··· RECORD SET

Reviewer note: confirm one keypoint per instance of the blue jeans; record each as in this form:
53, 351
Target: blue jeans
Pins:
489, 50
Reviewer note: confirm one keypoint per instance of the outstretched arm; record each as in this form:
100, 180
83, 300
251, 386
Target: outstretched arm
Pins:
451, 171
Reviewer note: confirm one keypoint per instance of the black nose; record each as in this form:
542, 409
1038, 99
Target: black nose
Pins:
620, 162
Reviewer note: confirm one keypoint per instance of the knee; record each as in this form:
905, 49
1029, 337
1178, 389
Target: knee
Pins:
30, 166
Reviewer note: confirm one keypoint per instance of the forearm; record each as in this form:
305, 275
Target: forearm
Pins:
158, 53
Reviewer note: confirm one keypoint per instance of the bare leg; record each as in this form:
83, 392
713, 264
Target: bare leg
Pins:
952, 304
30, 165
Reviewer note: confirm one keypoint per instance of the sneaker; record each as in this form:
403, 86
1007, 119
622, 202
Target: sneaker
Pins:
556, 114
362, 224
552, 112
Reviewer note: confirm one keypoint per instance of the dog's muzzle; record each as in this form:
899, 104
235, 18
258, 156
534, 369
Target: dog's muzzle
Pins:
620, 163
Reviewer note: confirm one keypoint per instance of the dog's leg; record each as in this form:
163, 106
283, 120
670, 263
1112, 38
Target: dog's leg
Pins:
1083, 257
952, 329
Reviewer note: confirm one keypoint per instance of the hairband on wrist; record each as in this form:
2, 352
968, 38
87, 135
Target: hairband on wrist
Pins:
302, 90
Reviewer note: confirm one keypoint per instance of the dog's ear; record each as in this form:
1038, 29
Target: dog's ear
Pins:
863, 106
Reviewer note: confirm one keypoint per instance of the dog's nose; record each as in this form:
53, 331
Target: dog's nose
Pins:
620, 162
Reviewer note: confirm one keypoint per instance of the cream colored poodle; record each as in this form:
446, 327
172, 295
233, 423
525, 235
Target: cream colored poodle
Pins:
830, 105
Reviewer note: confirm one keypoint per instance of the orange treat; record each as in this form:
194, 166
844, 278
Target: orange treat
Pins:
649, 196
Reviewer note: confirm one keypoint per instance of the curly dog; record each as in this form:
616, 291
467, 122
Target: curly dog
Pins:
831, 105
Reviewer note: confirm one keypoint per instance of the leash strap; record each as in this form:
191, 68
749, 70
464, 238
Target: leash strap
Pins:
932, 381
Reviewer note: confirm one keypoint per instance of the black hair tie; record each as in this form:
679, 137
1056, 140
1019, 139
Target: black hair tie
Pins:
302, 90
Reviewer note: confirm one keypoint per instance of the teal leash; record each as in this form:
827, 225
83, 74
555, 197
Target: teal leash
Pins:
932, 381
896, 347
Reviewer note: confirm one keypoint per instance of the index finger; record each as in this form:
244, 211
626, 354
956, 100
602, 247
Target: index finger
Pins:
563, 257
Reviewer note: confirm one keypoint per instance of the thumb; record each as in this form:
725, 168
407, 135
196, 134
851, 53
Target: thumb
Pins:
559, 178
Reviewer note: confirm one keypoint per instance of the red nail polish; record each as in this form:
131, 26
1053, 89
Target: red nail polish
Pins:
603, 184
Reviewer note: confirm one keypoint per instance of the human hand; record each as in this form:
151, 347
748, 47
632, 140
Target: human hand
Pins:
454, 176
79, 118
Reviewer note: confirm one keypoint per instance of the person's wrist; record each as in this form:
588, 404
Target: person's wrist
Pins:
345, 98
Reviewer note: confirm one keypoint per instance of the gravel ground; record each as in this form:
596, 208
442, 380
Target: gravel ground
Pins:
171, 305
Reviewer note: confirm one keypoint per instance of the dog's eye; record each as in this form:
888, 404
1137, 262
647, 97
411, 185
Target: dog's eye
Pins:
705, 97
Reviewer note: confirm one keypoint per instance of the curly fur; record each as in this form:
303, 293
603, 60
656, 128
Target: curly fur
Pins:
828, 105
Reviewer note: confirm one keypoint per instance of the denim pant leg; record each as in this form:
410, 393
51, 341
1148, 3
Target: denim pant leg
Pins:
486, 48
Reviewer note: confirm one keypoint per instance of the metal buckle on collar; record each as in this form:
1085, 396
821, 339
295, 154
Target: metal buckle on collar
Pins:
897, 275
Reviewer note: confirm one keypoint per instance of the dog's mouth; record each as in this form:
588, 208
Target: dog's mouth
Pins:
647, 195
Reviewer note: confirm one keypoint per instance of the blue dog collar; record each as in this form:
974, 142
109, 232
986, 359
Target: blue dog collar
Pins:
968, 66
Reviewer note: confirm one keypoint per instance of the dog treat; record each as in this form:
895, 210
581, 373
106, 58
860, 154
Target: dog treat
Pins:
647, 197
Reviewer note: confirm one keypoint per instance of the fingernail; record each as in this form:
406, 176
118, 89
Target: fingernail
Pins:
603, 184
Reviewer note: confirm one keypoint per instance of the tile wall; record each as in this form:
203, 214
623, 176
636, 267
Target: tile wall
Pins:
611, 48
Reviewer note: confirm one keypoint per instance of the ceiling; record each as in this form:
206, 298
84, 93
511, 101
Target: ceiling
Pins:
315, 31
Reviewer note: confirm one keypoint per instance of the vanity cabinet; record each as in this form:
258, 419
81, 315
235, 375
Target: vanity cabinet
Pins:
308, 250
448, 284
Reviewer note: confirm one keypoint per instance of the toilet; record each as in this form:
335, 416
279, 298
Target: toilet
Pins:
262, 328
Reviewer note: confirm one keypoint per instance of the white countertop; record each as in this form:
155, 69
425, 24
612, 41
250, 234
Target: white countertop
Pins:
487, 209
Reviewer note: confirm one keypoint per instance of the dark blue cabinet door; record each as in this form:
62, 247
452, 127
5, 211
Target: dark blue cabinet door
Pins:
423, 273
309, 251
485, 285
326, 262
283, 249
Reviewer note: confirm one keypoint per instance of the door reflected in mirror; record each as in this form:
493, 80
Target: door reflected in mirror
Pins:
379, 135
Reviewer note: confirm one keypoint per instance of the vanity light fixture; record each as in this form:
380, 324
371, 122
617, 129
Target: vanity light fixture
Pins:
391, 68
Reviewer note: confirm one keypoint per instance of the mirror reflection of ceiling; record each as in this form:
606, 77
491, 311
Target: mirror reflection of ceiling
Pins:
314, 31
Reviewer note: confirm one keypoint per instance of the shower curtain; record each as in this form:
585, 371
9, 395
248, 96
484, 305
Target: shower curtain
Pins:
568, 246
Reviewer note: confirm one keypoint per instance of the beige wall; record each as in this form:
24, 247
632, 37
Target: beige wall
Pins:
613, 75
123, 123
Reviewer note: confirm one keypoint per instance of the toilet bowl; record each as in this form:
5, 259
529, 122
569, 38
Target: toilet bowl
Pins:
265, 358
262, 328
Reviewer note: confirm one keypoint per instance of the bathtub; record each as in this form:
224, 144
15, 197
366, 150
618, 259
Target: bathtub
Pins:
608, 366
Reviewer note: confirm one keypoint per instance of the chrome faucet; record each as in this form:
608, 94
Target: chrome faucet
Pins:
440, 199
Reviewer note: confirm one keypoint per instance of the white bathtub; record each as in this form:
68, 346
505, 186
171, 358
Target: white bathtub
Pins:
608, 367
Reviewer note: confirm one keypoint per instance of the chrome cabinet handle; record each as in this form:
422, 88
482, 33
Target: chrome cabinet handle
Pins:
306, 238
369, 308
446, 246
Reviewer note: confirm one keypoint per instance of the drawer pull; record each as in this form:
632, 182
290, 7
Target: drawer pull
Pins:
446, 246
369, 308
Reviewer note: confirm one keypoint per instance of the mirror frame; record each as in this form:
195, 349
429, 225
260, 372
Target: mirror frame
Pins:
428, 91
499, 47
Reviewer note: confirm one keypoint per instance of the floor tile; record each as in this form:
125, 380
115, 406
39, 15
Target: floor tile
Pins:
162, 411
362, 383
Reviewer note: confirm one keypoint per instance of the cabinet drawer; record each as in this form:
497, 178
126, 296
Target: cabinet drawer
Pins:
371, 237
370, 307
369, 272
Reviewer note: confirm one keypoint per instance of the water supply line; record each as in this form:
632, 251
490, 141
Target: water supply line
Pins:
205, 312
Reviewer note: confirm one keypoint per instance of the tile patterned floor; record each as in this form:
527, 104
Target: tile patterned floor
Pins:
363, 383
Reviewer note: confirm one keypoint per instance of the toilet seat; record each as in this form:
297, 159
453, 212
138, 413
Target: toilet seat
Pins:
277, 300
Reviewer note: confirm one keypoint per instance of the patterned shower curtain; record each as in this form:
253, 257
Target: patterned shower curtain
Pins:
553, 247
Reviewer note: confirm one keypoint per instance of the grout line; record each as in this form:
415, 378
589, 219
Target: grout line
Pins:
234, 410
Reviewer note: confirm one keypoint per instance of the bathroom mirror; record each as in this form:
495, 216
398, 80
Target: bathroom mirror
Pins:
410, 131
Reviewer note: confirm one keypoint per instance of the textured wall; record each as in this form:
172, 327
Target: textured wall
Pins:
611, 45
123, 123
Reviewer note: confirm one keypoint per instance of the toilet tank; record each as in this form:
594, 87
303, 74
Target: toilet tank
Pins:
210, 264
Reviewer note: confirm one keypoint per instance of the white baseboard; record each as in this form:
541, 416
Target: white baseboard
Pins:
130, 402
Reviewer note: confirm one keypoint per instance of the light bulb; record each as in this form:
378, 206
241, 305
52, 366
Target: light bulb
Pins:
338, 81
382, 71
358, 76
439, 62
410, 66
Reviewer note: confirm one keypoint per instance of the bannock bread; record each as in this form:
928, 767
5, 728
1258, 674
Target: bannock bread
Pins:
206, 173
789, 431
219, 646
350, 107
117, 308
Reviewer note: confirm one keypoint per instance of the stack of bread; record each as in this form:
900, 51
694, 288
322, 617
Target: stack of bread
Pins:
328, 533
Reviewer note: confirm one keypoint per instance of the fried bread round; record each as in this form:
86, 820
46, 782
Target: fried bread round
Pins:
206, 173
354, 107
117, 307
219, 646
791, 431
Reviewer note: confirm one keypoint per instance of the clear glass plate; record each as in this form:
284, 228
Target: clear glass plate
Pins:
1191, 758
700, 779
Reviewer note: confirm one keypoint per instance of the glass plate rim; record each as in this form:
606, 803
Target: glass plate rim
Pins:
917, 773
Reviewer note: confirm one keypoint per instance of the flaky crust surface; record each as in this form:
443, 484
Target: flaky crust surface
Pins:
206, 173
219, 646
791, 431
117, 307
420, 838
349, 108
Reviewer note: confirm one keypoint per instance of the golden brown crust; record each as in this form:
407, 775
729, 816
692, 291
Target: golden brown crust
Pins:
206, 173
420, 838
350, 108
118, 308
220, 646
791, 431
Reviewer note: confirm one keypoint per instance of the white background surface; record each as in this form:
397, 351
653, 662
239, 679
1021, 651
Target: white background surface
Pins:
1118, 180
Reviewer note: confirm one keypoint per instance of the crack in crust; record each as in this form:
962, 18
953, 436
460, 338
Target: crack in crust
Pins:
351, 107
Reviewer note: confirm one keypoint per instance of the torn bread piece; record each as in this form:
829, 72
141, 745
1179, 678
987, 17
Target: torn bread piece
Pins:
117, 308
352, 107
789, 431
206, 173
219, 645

······

Exactly repeat the lines from the line that contains "Reviewer note: confirm one keypoint per instance of the clear" to the end of the entries, both included, and leave out all other lines.

ANSWER FOR THIS EXERCISE.
Reviewer note: confirm one keypoint per instance of the clear glass plate; record each as in this form:
284, 228
Target: clear glass plate
Pins:
1191, 758
700, 779
Reviewer note: confirm one keypoint per instance of the glass plate rim; record each as in this form:
606, 803
Target: glass plate rim
Pins:
917, 773
Reviewer note: confirm one keypoint per instance of the flaky crust surface; record each as in this form:
443, 484
Target: flaky crust surface
Pins:
206, 173
219, 646
791, 431
117, 307
420, 838
349, 108
Reviewer note: confirm one keypoint per instance of the golden brown crust; record each as in this form:
407, 775
729, 816
692, 291
Target: golden brown crust
Pins:
206, 173
420, 838
350, 108
118, 308
220, 646
791, 431
Reviewer note: confirm one keypoint per instance of the white background surface; record each as in this form:
397, 351
653, 662
239, 679
1021, 651
Target: white background surface
Pins:
1118, 180
Reviewer note: confirm one keypoint per instance of the crack in crust; record each as in this form:
962, 18
953, 436
460, 338
Target: crack in crust
Pins:
351, 107
Reviewer note: confirm one keypoint per instance of the torn bread piece; record each as in this form:
829, 72
141, 745
1179, 678
987, 17
Target: torn bread piece
Pins:
117, 308
352, 107
789, 431
206, 173
219, 645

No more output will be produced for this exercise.